- ARTICLE
As California and the District of Columbia reach major milestones related to individual CPA mobility laws, profession leaders pause to reflect on what this means and assess the next steps in promoting cross-border practice.
California Gov. Jerry Brown on Sept. 20 signed legislation that facilitates cross-border mobility for out-of-state CPAs seeking to practice in the state. This makes the Golden State the 49th state to enact so-called “mobility” legislation.
Passage of the California law, which goes into effect July 1, 2013, was followed by another major mobility milestone. On Oct. 1, the District of Columbia’s CPA mobility law took effect. These victories mean that the only U.S. jurisdictions without an individual CPA mobility law are Hawaii, Guam, Puerto Rico, the Virgin Islands, and the Northern Mariana Islands.
Under the model language written and supported by the AICPA, the National Association of State Boards of Accountancy (NASBA), and state boards of accountancy, CPAs can temporarily practice across state lines without obtaining a reciprocal license if they are deemed to be substantially equivalent to CPAs already practicing in that state. This generally means that the CPA has 150 hours of education, has passed the CPA exam, and has at least one year of experience.
Out-of-state CPAs do not need to give notice or pay fees when they enter a state with such a law, but they must agree to oversight by the board of accountancy in that state while they are practicing there. Most states have adopted laws with these high-level guidelines, although some variations exist from state to state.
WHAT DOES THIS MEAN FOR THE FUTURE OF CROSS-BORDER PRACTICE?
Profession advocates have begun to take stock of the new laws. Work continues in the one state and the territories that have yet to pass mobility laws. And some jurisdictions without mobility laws still have other barriers to address before they can turn to mobility proposals. For example, Puerto Rico needed first to pass legislation that made its CPA licensure requirements substantially equivalent to those of the Uniform Accountancy Act, the profession’s model state law. Puerto Rico’s Colegio de Contadores Publicos Autorizados, the island’s CPA society, was successful on that front last year, when it persuaded the legislature to pass a one-year experience requirement. On Sept. 14, Gov. Luis Fortuño signed the legislation.
Hawaii is likely to consider the issue in its 2013 legislative session. The other three island territories may also see legislative efforts in 2013.

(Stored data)
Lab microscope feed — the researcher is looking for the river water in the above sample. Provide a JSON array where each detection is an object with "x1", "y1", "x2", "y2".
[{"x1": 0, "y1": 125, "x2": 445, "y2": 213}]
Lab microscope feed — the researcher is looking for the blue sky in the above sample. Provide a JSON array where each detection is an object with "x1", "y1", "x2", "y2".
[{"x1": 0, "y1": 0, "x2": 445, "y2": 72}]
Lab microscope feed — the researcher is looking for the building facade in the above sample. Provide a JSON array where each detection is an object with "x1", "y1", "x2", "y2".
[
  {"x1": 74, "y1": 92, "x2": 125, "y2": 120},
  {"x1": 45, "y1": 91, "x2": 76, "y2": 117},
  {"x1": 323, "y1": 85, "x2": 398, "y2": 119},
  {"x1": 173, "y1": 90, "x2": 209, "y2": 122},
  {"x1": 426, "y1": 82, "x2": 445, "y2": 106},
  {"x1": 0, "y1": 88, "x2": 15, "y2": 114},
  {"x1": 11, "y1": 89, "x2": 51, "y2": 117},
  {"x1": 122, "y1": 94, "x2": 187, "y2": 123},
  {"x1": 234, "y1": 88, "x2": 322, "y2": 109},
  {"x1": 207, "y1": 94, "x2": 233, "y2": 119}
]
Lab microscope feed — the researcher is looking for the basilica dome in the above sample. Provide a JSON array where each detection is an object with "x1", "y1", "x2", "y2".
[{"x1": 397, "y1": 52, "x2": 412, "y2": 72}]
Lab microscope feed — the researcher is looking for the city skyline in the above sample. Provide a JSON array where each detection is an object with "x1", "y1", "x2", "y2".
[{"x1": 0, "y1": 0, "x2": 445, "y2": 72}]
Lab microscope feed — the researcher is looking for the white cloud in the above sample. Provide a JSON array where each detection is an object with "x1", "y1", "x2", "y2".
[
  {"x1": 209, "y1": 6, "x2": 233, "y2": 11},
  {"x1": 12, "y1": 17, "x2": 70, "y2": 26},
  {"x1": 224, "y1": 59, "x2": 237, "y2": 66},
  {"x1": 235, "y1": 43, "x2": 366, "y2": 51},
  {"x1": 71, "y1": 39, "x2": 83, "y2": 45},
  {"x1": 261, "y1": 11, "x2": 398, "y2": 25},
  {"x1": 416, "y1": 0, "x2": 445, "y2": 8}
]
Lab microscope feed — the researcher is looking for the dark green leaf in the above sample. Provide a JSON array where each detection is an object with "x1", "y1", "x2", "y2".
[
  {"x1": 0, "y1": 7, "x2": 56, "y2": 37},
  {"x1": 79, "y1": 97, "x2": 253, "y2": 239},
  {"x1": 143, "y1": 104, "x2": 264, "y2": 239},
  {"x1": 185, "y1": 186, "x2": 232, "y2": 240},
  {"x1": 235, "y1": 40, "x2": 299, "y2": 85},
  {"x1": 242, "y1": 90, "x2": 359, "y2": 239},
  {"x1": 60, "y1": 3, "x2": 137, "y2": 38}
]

- WHAT THIS TASK INVOLVES
Update the passage of the article on CPA mobility laws that begins with "WHAT DOES THIS" and ends with "signed the legislation.", replacing "Profession advocates" with "Industry advocates". The stored data is separate material from the article.

- THE OUTPUT
WHAT DOES THIS MEAN FOR THE FUTURE OF CROSS-BORDER PRACTICE?
Industry advocates have begun to take stock of the new laws. Work continues in the one state and the territories that have yet to pass mobility laws. And some jurisdictions without mobility laws still have other barriers to address before they can turn to mobility proposals. For example, Puerto Rico needed first to pass legislation that made its CPA licensure requirements substantially equivalent to those of the Uniform Accountancy Act, the profession’s model state law. Puerto Rico’s Colegio de Contadores Publicos Autorizados, the island’s CPA society, was successful on that front last year, when it persuaded the legislature to pass a one-year experience requirement. On Sept. 14, Gov. Luis Fortuño signed the legislation.